Problem requirements:
Which lines below include the string "exact"? Please show each one.

(Data in this exercise Opens)

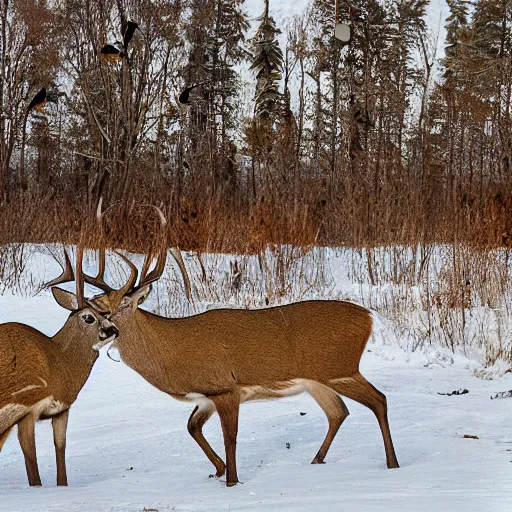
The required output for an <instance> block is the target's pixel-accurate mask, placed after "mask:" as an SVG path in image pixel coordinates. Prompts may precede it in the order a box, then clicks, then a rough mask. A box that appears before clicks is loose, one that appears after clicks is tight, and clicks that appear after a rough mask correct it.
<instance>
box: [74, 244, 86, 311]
mask: <svg viewBox="0 0 512 512" xmlns="http://www.w3.org/2000/svg"><path fill="white" fill-rule="evenodd" d="M83 257H84V248H83V245H82V244H79V245H78V247H77V248H76V272H75V283H76V302H77V305H78V309H83V308H84V307H85V295H84V273H83V271H82V260H83Z"/></svg>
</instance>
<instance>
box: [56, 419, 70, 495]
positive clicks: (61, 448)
mask: <svg viewBox="0 0 512 512" xmlns="http://www.w3.org/2000/svg"><path fill="white" fill-rule="evenodd" d="M68 416H69V411H68V410H66V411H63V412H61V413H60V414H59V415H58V416H54V417H53V418H52V427H53V443H54V444H55V458H56V461H57V485H68V476H67V472H66V431H67V428H68Z"/></svg>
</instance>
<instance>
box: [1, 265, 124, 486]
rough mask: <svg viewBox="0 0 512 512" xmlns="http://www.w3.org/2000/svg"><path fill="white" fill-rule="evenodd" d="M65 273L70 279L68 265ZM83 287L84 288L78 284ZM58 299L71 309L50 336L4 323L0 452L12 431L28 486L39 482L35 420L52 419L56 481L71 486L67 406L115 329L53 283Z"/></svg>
mask: <svg viewBox="0 0 512 512" xmlns="http://www.w3.org/2000/svg"><path fill="white" fill-rule="evenodd" d="M68 265H69V258H68V257H67V255H66V268H67V269H66V270H65V271H64V273H63V275H62V276H61V278H59V279H57V280H55V281H53V283H55V284H56V283H57V282H66V281H68V280H72V279H73V277H72V271H71V270H70V268H69V267H68ZM77 288H78V289H79V290H81V289H83V287H82V288H80V286H77ZM52 292H53V294H54V297H55V299H56V300H57V302H58V303H59V304H60V305H61V306H63V307H65V308H67V309H69V310H71V311H73V312H72V313H71V314H70V315H69V317H68V319H67V321H66V323H65V324H64V326H63V327H62V329H61V330H60V331H59V332H58V333H57V334H56V335H55V336H53V337H52V338H50V337H48V336H45V335H44V334H43V333H41V332H40V331H38V330H36V329H33V328H32V327H29V326H28V325H23V324H19V323H6V324H1V325H0V451H1V449H2V446H3V444H4V443H5V441H6V439H7V437H8V436H9V434H10V432H11V430H12V429H13V427H14V426H15V425H17V426H18V439H19V442H20V445H21V448H22V451H23V455H24V457H25V466H26V470H27V476H28V481H29V484H30V485H41V477H40V475H39V468H38V464H37V455H36V444H35V423H36V422H37V421H38V420H40V419H49V418H52V426H53V435H54V444H55V453H56V462H57V485H67V473H66V460H65V450H66V430H67V422H68V410H69V408H70V407H71V405H72V404H73V403H74V402H75V400H76V398H77V396H78V393H79V392H80V390H81V389H82V387H83V386H84V384H85V382H86V380H87V378H88V377H89V374H90V372H91V370H92V367H93V365H94V363H95V361H96V360H97V358H98V351H99V350H100V348H101V347H102V346H103V345H105V344H107V343H109V342H110V341H112V340H113V339H114V338H115V336H116V335H117V329H116V327H115V326H114V324H112V323H111V322H110V321H109V320H107V319H106V318H104V317H103V316H102V315H101V314H100V312H99V311H98V310H96V309H94V307H93V306H91V305H88V304H85V300H84V299H83V297H82V300H78V302H77V300H76V297H77V296H79V294H78V293H77V296H75V295H73V294H71V295H72V297H70V294H69V292H65V291H63V290H60V289H59V288H53V289H52Z"/></svg>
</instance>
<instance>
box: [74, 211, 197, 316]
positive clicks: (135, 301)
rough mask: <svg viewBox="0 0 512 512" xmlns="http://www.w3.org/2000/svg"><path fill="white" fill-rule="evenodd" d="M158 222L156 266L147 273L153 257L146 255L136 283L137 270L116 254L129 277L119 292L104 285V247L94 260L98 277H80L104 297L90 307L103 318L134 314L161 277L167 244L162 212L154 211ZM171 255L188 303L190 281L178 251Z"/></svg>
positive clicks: (118, 254) (104, 274)
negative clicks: (122, 262)
mask: <svg viewBox="0 0 512 512" xmlns="http://www.w3.org/2000/svg"><path fill="white" fill-rule="evenodd" d="M154 209H155V210H156V212H157V214H158V218H159V220H160V229H161V241H160V248H159V250H158V253H157V255H156V258H157V259H156V263H155V265H154V267H153V269H152V270H151V271H150V268H151V263H152V260H153V254H152V253H149V254H147V255H146V257H145V259H144V264H143V265H142V271H141V275H140V279H139V272H138V270H137V267H136V266H135V265H134V264H133V263H132V262H131V261H130V260H129V259H128V258H127V257H126V256H124V255H123V254H121V253H119V252H117V251H116V254H117V255H118V256H119V257H120V258H121V259H122V260H123V261H124V262H125V263H126V264H127V265H128V267H129V268H130V277H129V278H128V281H127V282H126V284H125V285H124V286H122V287H121V288H119V289H117V290H116V289H114V288H112V287H111V286H110V285H108V284H107V283H106V282H105V278H104V275H105V268H106V256H105V244H102V247H101V248H100V251H99V259H98V273H97V275H96V276H94V277H93V276H88V275H86V274H84V280H85V282H86V283H88V284H90V285H93V286H95V287H96V288H99V289H100V290H102V291H103V292H104V294H102V295H99V296H96V297H94V300H93V303H94V306H95V307H96V308H98V309H99V310H101V311H102V312H103V313H104V314H107V315H114V314H115V315H117V314H120V313H121V312H127V311H130V310H131V311H135V310H136V309H137V307H138V306H139V305H141V304H142V303H143V302H144V301H145V300H146V299H147V297H148V295H149V293H150V292H151V285H152V283H154V282H155V281H157V280H158V279H160V277H161V276H162V274H163V272H164V269H165V262H166V258H167V241H166V237H165V229H166V226H167V221H166V220H165V216H164V214H163V212H162V211H161V210H160V209H159V208H157V207H154ZM97 218H98V222H99V223H100V224H101V223H102V220H103V214H102V213H101V202H100V205H99V207H98V213H97ZM171 254H172V256H173V257H174V259H175V260H176V262H177V263H178V266H179V268H180V270H181V273H182V276H183V281H184V283H185V290H186V294H187V297H188V298H189V299H190V296H191V292H190V289H191V287H190V280H189V277H188V273H187V270H186V268H185V264H184V262H183V259H182V257H181V253H180V252H179V250H176V251H174V250H171Z"/></svg>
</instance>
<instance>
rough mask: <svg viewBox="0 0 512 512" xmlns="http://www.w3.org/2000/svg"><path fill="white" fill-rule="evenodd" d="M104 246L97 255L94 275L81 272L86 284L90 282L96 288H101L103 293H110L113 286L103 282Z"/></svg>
mask: <svg viewBox="0 0 512 512" xmlns="http://www.w3.org/2000/svg"><path fill="white" fill-rule="evenodd" d="M105 267H106V264H105V247H102V248H101V249H100V252H99V256H98V274H97V275H96V277H92V276H88V275H87V274H83V276H84V281H85V282H86V283H88V284H92V285H93V286H95V287H96V288H99V289H100V290H103V291H104V292H105V293H110V292H112V291H113V288H112V287H110V286H109V285H108V284H107V283H106V282H105V278H104V276H105Z"/></svg>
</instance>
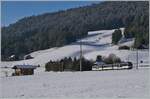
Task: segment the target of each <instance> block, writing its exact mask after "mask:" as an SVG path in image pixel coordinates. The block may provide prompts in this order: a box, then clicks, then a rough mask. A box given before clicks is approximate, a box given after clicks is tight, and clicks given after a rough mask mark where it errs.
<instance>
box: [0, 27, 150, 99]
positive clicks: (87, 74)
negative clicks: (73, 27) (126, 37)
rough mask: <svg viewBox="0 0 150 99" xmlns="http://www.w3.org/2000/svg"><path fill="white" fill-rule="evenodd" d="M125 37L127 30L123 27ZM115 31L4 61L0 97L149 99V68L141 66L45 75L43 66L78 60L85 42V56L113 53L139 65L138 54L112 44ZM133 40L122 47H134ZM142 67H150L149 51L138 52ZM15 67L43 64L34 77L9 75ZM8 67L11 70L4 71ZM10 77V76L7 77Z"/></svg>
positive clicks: (52, 73) (113, 29)
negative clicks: (137, 58) (125, 46)
mask: <svg viewBox="0 0 150 99" xmlns="http://www.w3.org/2000/svg"><path fill="white" fill-rule="evenodd" d="M121 30H122V34H123V31H124V28H121ZM113 31H114V29H113V30H101V31H94V32H93V31H91V32H88V33H89V35H88V36H87V37H85V38H83V39H81V40H78V41H77V42H74V43H72V44H70V45H66V46H63V47H59V48H50V49H46V50H40V51H36V52H33V53H30V55H31V56H33V57H34V59H29V60H21V61H11V62H1V63H0V67H1V71H0V81H1V82H0V86H1V88H0V89H1V92H0V98H4V97H5V98H9V97H11V98H12V97H18V98H20V97H25V98H26V97H30V98H32V97H35V98H36V97H51V98H52V97H54V98H59V97H61V98H63V97H64V98H65V97H73V98H74V97H75V98H78V97H80V98H97V97H111V98H113V97H114V98H118V97H121V98H124V97H135V98H136V97H138V98H141V97H148V95H149V94H150V93H148V92H149V87H150V86H149V84H148V83H149V81H148V80H149V79H148V78H149V69H150V68H149V67H148V68H146V67H140V68H139V70H135V68H133V69H132V70H118V71H116V70H110V71H101V72H100V71H88V72H44V65H45V63H47V62H48V61H49V60H58V59H62V58H64V57H79V55H80V46H79V42H80V41H82V48H83V56H84V57H85V58H87V59H90V60H95V59H96V56H97V55H103V56H108V55H109V54H110V53H114V54H116V55H117V56H119V57H120V58H121V60H122V61H131V62H133V63H134V64H136V55H137V54H136V51H133V50H118V45H112V44H111V39H112V38H111V37H112V33H113ZM133 43H134V39H133V40H129V41H127V42H124V43H120V44H119V45H128V46H131V45H132V44H133ZM138 56H139V60H138V61H139V62H140V61H143V63H140V65H141V66H143V65H149V51H148V50H140V51H138ZM16 64H30V65H38V64H39V65H41V67H40V68H37V69H36V70H35V74H34V75H32V76H18V77H17V76H15V77H12V76H10V75H11V74H12V72H13V70H12V69H11V67H12V66H14V65H16ZM2 67H9V68H2ZM5 75H8V76H9V77H5Z"/></svg>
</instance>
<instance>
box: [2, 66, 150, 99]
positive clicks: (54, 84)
mask: <svg viewBox="0 0 150 99" xmlns="http://www.w3.org/2000/svg"><path fill="white" fill-rule="evenodd" d="M0 81H1V92H0V98H10V97H11V98H22V97H24V98H29V97H30V98H37V97H38V98H41V97H42V98H43V97H49V98H68V99H70V98H82V99H83V98H84V99H87V98H100V97H101V98H102V97H106V98H148V97H149V95H150V93H149V91H150V90H149V88H150V83H149V69H146V68H139V69H138V70H136V69H132V70H109V71H85V72H42V73H37V74H35V75H32V76H18V77H1V78H0Z"/></svg>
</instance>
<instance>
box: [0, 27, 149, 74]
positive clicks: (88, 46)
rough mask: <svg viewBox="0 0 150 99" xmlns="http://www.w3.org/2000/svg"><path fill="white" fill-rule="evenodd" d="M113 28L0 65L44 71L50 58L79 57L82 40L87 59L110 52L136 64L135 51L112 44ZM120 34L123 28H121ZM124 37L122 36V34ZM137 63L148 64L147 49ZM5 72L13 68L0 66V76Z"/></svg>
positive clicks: (108, 52) (139, 56)
mask: <svg viewBox="0 0 150 99" xmlns="http://www.w3.org/2000/svg"><path fill="white" fill-rule="evenodd" d="M114 30H115V29H113V30H100V31H89V32H88V36H87V37H85V38H83V39H81V40H78V41H77V42H74V43H72V44H70V45H66V46H63V47H58V48H57V47H55V48H50V49H46V50H39V51H35V52H33V53H30V55H31V56H32V57H34V59H29V60H21V61H11V62H1V63H0V67H12V66H14V65H18V64H30V65H38V64H39V65H41V68H38V69H36V70H35V71H36V72H42V71H44V66H45V63H47V62H48V61H50V60H59V59H62V58H64V57H79V56H80V46H79V44H80V41H82V48H83V56H84V57H85V58H87V59H89V60H95V59H96V56H97V55H103V56H108V55H109V54H111V53H114V54H116V55H117V56H119V57H120V58H121V60H122V61H131V62H133V63H134V64H136V51H132V50H118V45H112V44H111V41H112V33H113V32H114ZM121 30H122V34H123V33H124V28H121ZM123 37H124V36H123ZM133 43H134V39H133V40H129V41H127V42H123V43H120V44H119V45H128V46H131V45H132V44H133ZM138 55H139V60H138V61H139V63H140V61H143V63H142V64H141V63H140V64H141V65H149V50H140V51H138ZM5 72H8V75H11V74H12V72H13V70H12V69H11V68H7V69H6V68H1V72H0V76H4V75H5Z"/></svg>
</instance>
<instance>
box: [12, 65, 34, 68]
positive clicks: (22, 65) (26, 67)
mask: <svg viewBox="0 0 150 99" xmlns="http://www.w3.org/2000/svg"><path fill="white" fill-rule="evenodd" d="M36 67H37V66H34V65H14V66H13V67H12V69H17V68H22V69H28V68H30V69H35V68H36Z"/></svg>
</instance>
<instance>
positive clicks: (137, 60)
mask: <svg viewBox="0 0 150 99" xmlns="http://www.w3.org/2000/svg"><path fill="white" fill-rule="evenodd" d="M136 62H137V65H136V69H138V49H137V50H136Z"/></svg>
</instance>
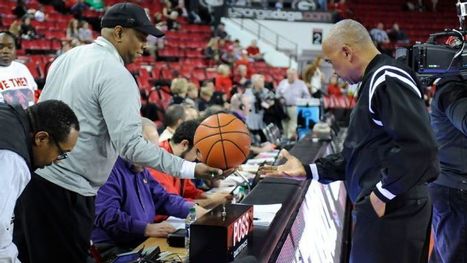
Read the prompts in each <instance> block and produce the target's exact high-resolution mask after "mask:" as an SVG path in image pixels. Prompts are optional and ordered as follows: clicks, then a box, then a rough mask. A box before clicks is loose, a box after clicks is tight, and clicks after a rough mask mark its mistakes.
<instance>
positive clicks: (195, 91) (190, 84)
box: [185, 82, 198, 108]
mask: <svg viewBox="0 0 467 263" xmlns="http://www.w3.org/2000/svg"><path fill="white" fill-rule="evenodd" d="M197 99H198V87H196V84H195V83H193V82H189V83H188V88H187V92H186V98H185V104H187V105H190V106H192V107H195V108H196V100H197Z"/></svg>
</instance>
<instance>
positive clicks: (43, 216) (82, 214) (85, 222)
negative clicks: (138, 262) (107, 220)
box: [13, 174, 95, 263]
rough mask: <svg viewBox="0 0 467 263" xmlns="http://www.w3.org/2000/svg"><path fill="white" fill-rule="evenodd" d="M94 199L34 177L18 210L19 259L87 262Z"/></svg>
mask: <svg viewBox="0 0 467 263" xmlns="http://www.w3.org/2000/svg"><path fill="white" fill-rule="evenodd" d="M94 199H95V198H94V197H85V196H82V195H79V194H77V193H75V192H72V191H68V190H66V189H64V188H62V187H60V186H58V185H56V184H53V183H51V182H49V181H47V180H45V179H43V178H42V177H40V176H38V175H37V174H33V175H32V178H31V181H30V182H29V184H28V185H27V187H26V189H25V190H24V192H23V193H22V195H21V196H20V198H19V199H18V201H17V204H16V209H15V225H14V233H13V242H14V243H15V244H16V245H17V247H18V250H19V257H18V258H19V259H20V260H21V261H22V262H23V263H45V262H67V263H75V262H76V263H83V262H86V259H87V257H88V254H89V253H88V250H89V246H90V239H91V231H92V227H93V220H94Z"/></svg>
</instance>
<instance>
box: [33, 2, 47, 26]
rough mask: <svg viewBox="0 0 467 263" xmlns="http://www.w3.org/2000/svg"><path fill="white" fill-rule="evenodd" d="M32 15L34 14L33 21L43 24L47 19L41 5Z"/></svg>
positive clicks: (46, 14) (43, 8)
mask: <svg viewBox="0 0 467 263" xmlns="http://www.w3.org/2000/svg"><path fill="white" fill-rule="evenodd" d="M33 14H34V19H35V20H36V21H37V22H44V21H45V20H47V18H48V15H47V14H46V13H45V10H44V6H43V5H39V8H38V9H37V10H34V11H33Z"/></svg>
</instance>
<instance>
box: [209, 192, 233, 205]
mask: <svg viewBox="0 0 467 263" xmlns="http://www.w3.org/2000/svg"><path fill="white" fill-rule="evenodd" d="M232 199H233V196H232V195H231V194H230V193H214V194H212V195H208V200H209V201H210V203H209V206H210V207H215V206H217V205H220V204H223V203H225V202H227V201H230V200H232Z"/></svg>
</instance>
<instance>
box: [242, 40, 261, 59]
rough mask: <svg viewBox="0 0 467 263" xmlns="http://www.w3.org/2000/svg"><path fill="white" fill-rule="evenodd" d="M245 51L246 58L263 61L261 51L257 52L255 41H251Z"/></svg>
mask: <svg viewBox="0 0 467 263" xmlns="http://www.w3.org/2000/svg"><path fill="white" fill-rule="evenodd" d="M246 51H247V52H248V56H249V57H250V58H252V59H254V60H262V59H263V55H262V54H261V51H260V50H259V47H258V45H257V42H256V39H253V40H251V43H250V45H249V46H248V47H247V48H246Z"/></svg>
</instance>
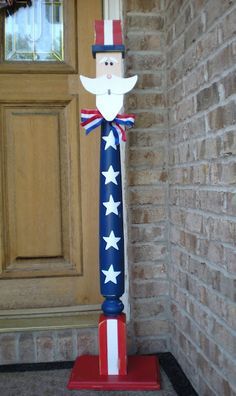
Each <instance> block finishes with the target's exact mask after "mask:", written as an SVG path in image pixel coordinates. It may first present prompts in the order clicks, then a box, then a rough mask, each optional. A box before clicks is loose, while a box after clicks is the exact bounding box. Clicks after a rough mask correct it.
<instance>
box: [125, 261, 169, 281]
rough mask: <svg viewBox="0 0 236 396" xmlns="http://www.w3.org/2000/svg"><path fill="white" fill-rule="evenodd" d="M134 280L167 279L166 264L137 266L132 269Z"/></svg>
mask: <svg viewBox="0 0 236 396" xmlns="http://www.w3.org/2000/svg"><path fill="white" fill-rule="evenodd" d="M132 275H133V277H134V278H133V279H135V280H138V279H139V280H144V279H148V280H151V279H153V280H154V279H158V280H160V279H161V278H162V279H164V278H166V277H167V272H166V268H165V265H164V264H160V263H159V262H158V263H151V264H145V265H144V264H135V265H134V266H133V268H132Z"/></svg>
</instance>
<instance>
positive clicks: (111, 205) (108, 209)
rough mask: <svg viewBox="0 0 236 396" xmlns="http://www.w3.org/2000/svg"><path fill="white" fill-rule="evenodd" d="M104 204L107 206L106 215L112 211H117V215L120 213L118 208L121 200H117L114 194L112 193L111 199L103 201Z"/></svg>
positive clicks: (109, 198)
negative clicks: (119, 200) (118, 211)
mask: <svg viewBox="0 0 236 396" xmlns="http://www.w3.org/2000/svg"><path fill="white" fill-rule="evenodd" d="M103 205H104V206H105V207H106V208H107V210H106V216H107V215H109V214H110V213H115V214H116V215H118V210H117V208H118V206H119V205H120V202H115V201H114V199H113V196H112V195H110V198H109V201H107V202H103Z"/></svg>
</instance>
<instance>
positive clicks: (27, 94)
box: [0, 0, 101, 312]
mask: <svg viewBox="0 0 236 396" xmlns="http://www.w3.org/2000/svg"><path fill="white" fill-rule="evenodd" d="M36 1H37V4H38V3H40V1H39V0H36ZM43 3H45V4H46V3H48V4H49V3H50V1H49V0H48V2H46V1H44V2H43ZM51 3H53V1H51ZM55 3H60V7H61V11H60V13H61V15H60V22H61V23H62V24H63V28H62V39H61V40H62V49H61V55H60V56H61V59H59V60H58V59H57V58H55V59H53V60H52V59H49V60H45V58H44V59H43V60H41V58H40V56H41V55H37V54H36V53H34V54H32V53H30V55H29V54H28V55H27V56H32V60H31V59H26V60H24V59H23V60H22V58H21V57H23V56H25V55H24V54H23V51H22V50H21V51H20V50H19V51H18V53H16V49H17V48H16V47H17V46H16V45H15V44H14V43H13V41H14V40H13V39H14V37H13V39H11V40H10V39H9V38H8V44H7V42H6V37H5V41H4V29H5V30H6V28H4V25H5V17H3V16H2V17H1V29H2V31H1V35H0V38H1V48H0V53H1V59H0V111H1V118H0V150H1V152H0V167H1V169H0V178H1V179H0V183H1V194H0V309H1V310H2V312H3V310H4V312H5V310H17V309H21V310H22V309H26V310H27V309H31V310H32V309H44V308H47V309H48V308H53V307H54V308H55V307H65V309H66V308H68V307H77V308H78V309H87V308H89V309H92V308H93V307H97V304H98V303H99V301H100V296H99V281H98V241H97V238H98V236H97V234H98V226H97V223H98V221H97V219H98V204H97V203H98V181H97V178H98V163H99V161H98V152H99V137H98V135H99V131H97V133H93V134H91V136H88V137H85V134H84V132H83V131H82V130H81V129H80V127H79V123H80V108H81V107H82V106H83V107H84V106H87V107H93V106H94V102H93V98H91V95H88V94H86V93H85V92H84V90H83V88H82V87H81V85H80V84H79V79H78V76H79V74H85V75H88V76H91V77H92V76H94V75H95V70H94V67H95V65H94V60H93V59H92V55H91V45H92V44H93V22H94V20H95V19H98V18H101V1H100V0H89V1H83V0H77V1H73V0H64V1H58V2H55ZM56 11H58V10H56ZM21 12H27V9H22V10H21ZM31 12H32V11H31ZM16 14H17V13H16ZM58 15H59V14H58ZM40 17H42V16H40ZM15 18H19V17H18V16H17V17H15ZM37 18H39V17H37ZM53 18H54V19H55V16H54V17H53ZM58 18H59V17H58ZM56 22H57V23H58V21H56ZM15 23H17V19H16V20H15ZM37 23H38V24H39V25H40V23H41V25H42V29H43V21H41V22H39V21H38V22H37ZM12 26H13V25H12ZM8 29H10V28H9V26H8ZM12 29H13V28H12ZM14 29H15V28H14ZM18 30H19V29H18ZM35 30H37V25H35ZM50 31H51V30H50ZM36 33H37V31H36ZM40 34H41V31H40ZM5 36H6V32H5ZM13 36H14V35H13ZM35 40H38V39H37V38H35ZM31 41H32V37H31ZM9 43H10V44H9ZM13 44H14V45H15V47H14V51H15V52H14V51H13V50H12V48H13ZM7 45H11V46H12V47H11V48H10V50H9V51H8V53H6V46H7ZM27 45H28V44H27ZM53 45H54V44H53ZM29 46H31V44H29ZM27 50H28V47H27ZM43 56H44V55H43ZM50 56H51V55H50ZM56 56H57V55H56ZM58 56H59V55H58ZM38 58H39V59H38ZM86 307H87V308H86ZM91 307H92V308H91ZM9 312H11V311H9Z"/></svg>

(Data in this exercise Closes)

Your response:
Task: segment the target of each <instance> block, writing its exact mask after "mask:" as an SVG path in image pixel coordinates. The block may provide prompts in this order: a box, then clicks, then a rough mask. A box given before clicks is approximate, a box given after clicks is tight, and clicks given after a rough mask mark where it errs.
Read the prompts in each <instance> block and produce the target's exact high-resolution mask after "mask:" as an SVG path in image pixels. Prompts are optional and ordered as follows: clicks, then a box, then a rough mask. A box before clicks is loose, a box after clicks is tight, and clicks after a rough mask mark its mistakes.
Each <instance> block finishes with the target's exact mask after "mask:", written as an SVG path in image pixel coordinates. It may first present prompts in the order clicks, then a box, then a rough mask, each optional. A box before clicks is loose, while a box after clicks is the exact bounding box. Clicks after a rough mask correct it.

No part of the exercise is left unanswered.